Another possible step to solve the potential problem of a weak signal would be to amplify the signal. A method designed to this was developed by Fukada et al in 2011. Their strategy involves invoking positive feedback in response to activation of the signaling pathway. This is done by placing both the gene for the yeast G beta subunit and the reporter gene under the control of the FIG1 promoter. Thus, when a ligand binds to the receptor, the Gbeta is overexpressed and can compete with the endogenous Gbeta for bindinf the G alpha subunit. This competition would allow G betagamma complexes to be released and to activate the signaling pathway once again thereby amplifying the weak signal and increasing the expression of the reporter gene [5].
3. The receptor is not functional when expressed in yeast
There is always a risk when expressing a protein in another host that the protein will not be functional. This might be due to an incorrect fold or that the protein did not get the proper post-translational modifications. The LH/CG receptor, when expressed in yeast, might have lost its correct conformation, been unable to integrate properly into the yeast cell membrane and therefore also be unable to bind the hCG hormone. Mammalian proteins will be glycosylated in a significantly different manner when expressed in yeast. This might be a potential problem for the LH/CG receptor, which has a number of glycosylated sites. According to literature, these glycosylations are not important for ligand binding and signal transduction, but they might be important for proper integration of the receptor into the membrane[6]. This may then explain why the receptor is non-functional in yeast.

--------------------------------

▶ [CHECK YOUR UNDERSTANDING]:
[A] According to the extract, which promoter controls both the yeast G beta subunit gene and the reporter gene?
[B] Copy the passage of the extract starting at "Another possible step" and ending at "reporter gene [5].".
These lines come from a separate, unrelated source.

Image point grounding data:
--------------------------------

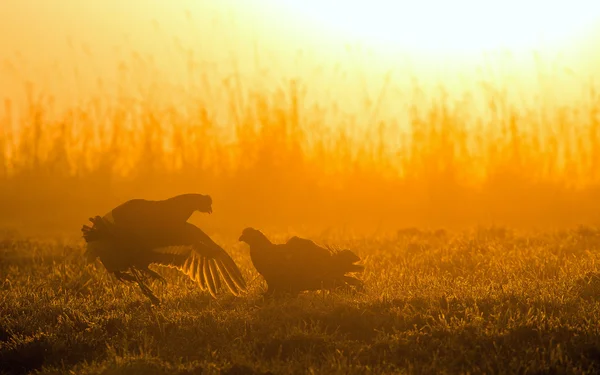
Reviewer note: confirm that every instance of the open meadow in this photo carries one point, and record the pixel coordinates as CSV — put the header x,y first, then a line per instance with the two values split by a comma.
x,y
483,301
473,200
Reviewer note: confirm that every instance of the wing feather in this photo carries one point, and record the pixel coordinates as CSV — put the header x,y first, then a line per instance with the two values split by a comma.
x,y
231,285
212,288
215,273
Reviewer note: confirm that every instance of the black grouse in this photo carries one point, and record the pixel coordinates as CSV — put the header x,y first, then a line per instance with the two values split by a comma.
x,y
300,264
141,232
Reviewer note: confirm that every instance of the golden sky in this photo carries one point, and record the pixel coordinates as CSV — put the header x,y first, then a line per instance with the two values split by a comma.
x,y
44,41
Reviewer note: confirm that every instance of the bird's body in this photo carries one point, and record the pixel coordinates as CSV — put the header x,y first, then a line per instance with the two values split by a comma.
x,y
140,233
300,264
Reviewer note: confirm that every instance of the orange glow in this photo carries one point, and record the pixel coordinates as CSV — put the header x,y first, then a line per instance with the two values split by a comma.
x,y
449,26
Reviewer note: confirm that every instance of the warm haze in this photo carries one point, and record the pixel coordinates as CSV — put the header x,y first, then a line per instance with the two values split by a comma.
x,y
451,147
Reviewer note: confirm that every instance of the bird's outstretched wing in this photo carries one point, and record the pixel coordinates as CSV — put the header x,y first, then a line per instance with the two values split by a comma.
x,y
204,266
205,262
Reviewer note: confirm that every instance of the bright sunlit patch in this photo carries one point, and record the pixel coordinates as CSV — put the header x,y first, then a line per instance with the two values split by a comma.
x,y
448,25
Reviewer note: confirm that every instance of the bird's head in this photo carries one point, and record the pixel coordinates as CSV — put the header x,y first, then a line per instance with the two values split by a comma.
x,y
253,236
202,203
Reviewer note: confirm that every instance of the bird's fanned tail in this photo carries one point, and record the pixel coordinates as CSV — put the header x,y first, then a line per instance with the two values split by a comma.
x,y
207,271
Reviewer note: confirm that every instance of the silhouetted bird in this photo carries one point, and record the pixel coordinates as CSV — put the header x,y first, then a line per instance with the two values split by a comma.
x,y
300,264
141,232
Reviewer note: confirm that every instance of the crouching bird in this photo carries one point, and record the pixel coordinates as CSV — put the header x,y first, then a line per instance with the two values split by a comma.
x,y
300,264
140,232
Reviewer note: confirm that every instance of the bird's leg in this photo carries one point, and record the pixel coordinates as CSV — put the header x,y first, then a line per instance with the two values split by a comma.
x,y
147,292
154,275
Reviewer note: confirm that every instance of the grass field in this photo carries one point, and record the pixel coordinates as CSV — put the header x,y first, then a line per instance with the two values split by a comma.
x,y
489,300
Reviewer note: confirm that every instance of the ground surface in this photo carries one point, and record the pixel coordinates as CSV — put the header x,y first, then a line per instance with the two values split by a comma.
x,y
487,301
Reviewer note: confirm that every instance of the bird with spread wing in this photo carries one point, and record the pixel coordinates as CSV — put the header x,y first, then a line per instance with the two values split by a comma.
x,y
141,232
300,264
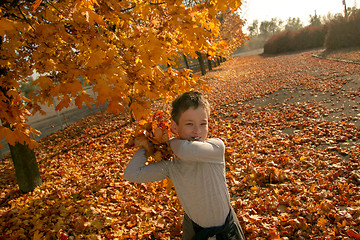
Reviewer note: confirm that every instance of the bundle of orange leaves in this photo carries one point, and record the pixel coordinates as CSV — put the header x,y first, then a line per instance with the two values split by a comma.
x,y
152,134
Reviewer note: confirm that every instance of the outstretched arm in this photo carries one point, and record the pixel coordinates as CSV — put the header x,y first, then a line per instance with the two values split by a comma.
x,y
137,171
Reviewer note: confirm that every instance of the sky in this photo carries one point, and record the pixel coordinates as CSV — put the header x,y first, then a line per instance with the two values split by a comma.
x,y
283,9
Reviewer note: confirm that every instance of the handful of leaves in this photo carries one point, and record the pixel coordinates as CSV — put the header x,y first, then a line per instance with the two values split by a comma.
x,y
152,134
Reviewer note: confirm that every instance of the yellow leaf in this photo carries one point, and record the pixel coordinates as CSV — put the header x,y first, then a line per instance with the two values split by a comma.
x,y
6,25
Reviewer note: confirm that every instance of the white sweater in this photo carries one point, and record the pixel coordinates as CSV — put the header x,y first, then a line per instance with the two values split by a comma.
x,y
198,176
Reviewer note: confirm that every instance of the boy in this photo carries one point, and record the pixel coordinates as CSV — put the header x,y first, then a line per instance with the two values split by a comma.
x,y
197,172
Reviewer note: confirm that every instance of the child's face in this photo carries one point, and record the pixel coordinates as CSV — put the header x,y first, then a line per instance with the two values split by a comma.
x,y
193,124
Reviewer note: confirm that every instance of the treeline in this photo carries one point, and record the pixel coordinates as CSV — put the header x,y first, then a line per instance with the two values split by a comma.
x,y
340,32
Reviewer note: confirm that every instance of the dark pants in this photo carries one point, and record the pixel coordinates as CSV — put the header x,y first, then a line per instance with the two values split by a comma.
x,y
231,230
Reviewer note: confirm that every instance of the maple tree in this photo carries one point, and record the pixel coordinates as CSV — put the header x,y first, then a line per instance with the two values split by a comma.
x,y
119,48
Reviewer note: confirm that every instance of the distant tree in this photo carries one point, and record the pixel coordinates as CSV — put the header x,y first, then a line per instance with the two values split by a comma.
x,y
293,24
254,28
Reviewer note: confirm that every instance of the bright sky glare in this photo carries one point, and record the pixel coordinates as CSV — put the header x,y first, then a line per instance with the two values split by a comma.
x,y
283,9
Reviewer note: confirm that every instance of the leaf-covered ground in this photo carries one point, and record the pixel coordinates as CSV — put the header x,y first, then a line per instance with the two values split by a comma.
x,y
291,127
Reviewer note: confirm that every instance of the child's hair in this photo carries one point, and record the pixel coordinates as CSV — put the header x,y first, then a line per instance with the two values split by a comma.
x,y
187,100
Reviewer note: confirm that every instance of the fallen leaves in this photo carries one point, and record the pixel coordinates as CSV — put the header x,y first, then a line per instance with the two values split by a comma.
x,y
292,152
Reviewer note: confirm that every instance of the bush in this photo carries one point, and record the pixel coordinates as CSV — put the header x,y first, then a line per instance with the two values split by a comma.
x,y
344,33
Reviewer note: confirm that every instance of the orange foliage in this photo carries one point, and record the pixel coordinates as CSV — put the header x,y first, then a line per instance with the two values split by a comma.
x,y
116,47
292,171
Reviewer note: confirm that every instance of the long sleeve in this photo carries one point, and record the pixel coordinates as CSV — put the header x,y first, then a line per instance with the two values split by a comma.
x,y
210,151
137,171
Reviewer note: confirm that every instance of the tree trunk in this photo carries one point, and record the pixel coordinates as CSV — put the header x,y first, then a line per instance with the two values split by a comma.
x,y
201,62
186,62
26,167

--------------------------------

▶ [SOLUTIONS BELOW]:
[A] The FIG1 promoter.

[B]
Another possible step to solve the potential problem of a weak signal would be to amplify the signal. A method designed to this was developed by Fukada et al in 2011. Their strategy involves invoking positive feedback in response to activation of the signaling pathway. This is done by placing both the gene for the yeast G beta subunit and the reporter gene under the control of the FIG1 promoter. Thus, when a ligand binds to the receptor, the Gbeta is overexpressed and can compete with the endogenous Gbeta for bindinf the G alpha subunit. This competition would allow G betagamma complexes to be released and to activate the signaling pathway once again thereby amplifying the weak signal and increasing the expression of the reporter gene [5].